begin MATERIAL SUPPLIED

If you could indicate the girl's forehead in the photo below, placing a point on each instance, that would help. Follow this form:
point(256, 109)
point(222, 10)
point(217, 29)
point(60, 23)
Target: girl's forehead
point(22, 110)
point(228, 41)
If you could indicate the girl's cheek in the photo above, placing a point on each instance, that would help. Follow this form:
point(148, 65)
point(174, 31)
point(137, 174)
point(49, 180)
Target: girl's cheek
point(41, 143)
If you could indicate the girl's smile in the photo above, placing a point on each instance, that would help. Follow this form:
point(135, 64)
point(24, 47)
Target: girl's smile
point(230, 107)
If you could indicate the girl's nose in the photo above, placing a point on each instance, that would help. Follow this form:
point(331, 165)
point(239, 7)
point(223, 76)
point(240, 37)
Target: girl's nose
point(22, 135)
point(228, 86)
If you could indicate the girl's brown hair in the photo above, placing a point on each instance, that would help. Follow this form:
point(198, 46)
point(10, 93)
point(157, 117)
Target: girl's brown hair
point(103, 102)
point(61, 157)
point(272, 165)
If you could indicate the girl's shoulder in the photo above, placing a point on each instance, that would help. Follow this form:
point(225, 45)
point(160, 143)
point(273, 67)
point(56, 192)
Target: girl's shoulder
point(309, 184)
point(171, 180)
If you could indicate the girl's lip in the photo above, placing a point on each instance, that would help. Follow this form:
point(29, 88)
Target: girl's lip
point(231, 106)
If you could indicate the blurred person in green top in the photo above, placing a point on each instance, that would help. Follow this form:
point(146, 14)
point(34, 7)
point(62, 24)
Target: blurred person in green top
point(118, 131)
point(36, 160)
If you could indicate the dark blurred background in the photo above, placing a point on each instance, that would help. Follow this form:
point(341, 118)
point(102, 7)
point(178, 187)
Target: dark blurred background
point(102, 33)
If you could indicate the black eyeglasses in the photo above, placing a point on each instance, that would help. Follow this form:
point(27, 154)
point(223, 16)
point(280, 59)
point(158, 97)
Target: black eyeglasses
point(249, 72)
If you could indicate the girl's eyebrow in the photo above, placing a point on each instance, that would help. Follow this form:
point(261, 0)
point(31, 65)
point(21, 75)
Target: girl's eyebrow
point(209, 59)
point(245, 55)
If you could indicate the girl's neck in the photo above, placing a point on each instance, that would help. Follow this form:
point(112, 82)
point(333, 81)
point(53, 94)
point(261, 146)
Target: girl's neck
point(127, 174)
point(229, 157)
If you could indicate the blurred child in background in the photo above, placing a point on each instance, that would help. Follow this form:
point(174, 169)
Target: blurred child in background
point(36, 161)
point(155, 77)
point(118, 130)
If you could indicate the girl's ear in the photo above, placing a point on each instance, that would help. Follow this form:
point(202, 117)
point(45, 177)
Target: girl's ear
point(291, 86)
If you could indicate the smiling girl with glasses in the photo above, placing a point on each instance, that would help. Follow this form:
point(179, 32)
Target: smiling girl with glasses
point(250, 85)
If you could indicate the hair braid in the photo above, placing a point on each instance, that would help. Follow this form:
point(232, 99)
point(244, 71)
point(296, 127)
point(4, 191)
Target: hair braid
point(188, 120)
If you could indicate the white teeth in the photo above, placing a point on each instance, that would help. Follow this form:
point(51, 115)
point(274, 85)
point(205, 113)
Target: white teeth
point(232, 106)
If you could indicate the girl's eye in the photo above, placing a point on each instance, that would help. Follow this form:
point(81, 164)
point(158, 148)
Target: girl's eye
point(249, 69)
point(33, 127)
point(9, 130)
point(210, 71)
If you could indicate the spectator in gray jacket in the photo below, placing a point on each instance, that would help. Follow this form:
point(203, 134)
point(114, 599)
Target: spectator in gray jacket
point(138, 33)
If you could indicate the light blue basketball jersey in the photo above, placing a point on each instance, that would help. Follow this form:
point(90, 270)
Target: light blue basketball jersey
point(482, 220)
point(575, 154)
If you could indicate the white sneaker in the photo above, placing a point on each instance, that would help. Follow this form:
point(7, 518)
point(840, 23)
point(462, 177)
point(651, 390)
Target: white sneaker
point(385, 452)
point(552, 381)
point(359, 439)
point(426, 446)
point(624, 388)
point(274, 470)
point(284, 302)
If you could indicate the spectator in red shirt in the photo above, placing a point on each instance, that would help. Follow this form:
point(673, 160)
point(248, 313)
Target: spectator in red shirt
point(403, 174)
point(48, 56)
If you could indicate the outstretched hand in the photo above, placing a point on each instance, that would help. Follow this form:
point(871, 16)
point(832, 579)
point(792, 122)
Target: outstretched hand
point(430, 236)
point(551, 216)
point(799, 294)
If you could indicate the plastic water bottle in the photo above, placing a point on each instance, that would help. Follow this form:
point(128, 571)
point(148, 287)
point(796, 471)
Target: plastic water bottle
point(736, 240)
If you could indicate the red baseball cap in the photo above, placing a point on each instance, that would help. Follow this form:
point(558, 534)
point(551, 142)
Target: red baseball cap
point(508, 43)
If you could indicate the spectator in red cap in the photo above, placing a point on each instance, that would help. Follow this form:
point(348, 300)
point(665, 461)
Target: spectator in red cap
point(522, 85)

end MATERIAL SUPPLIED
begin MATERIAL SUPPLIED

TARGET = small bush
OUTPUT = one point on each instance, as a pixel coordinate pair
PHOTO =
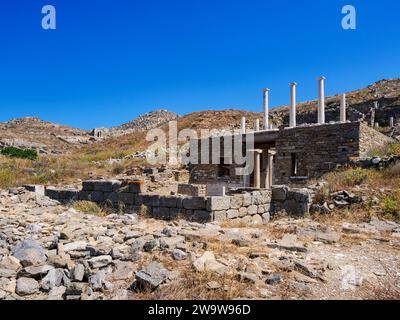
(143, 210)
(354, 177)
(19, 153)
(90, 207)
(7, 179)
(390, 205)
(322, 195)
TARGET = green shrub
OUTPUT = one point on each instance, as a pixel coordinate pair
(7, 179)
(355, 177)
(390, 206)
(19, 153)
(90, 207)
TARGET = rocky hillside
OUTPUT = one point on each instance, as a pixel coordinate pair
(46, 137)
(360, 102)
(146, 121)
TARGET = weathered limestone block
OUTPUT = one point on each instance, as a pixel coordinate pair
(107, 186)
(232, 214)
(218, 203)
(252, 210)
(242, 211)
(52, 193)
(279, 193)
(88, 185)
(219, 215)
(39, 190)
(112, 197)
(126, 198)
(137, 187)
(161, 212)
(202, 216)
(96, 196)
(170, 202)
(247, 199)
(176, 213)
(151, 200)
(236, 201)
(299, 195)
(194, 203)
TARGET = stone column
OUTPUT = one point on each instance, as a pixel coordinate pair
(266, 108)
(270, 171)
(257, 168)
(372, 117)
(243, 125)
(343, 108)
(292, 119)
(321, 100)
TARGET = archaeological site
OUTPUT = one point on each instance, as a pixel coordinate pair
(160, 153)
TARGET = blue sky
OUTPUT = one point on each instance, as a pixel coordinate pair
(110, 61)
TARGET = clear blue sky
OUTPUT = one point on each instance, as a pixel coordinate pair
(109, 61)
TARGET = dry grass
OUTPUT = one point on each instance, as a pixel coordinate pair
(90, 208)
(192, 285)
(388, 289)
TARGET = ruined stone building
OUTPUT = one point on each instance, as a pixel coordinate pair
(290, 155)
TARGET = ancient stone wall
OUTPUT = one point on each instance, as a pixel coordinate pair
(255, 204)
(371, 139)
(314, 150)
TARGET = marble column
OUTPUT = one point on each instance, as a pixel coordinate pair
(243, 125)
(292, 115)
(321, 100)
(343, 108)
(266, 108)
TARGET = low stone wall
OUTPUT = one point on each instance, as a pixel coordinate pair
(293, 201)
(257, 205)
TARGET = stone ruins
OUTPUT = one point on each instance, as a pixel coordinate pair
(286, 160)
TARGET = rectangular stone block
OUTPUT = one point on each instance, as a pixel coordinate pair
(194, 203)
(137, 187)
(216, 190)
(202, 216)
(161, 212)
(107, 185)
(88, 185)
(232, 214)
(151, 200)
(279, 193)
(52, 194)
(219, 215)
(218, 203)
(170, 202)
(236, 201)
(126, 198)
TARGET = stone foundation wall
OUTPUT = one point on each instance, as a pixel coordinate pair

end MATERIAL SUPPLIED

(PROBLEM TO WORK ON):
Pull out every line in the rows above that contains the word "jersey", and copy each one in full.

(FINISHED ANSWER):
If you could indicate the light blue basketball jersey in the photo above, placing a point on each instance, that would help. Follow this form:
Target: light blue basketball jersey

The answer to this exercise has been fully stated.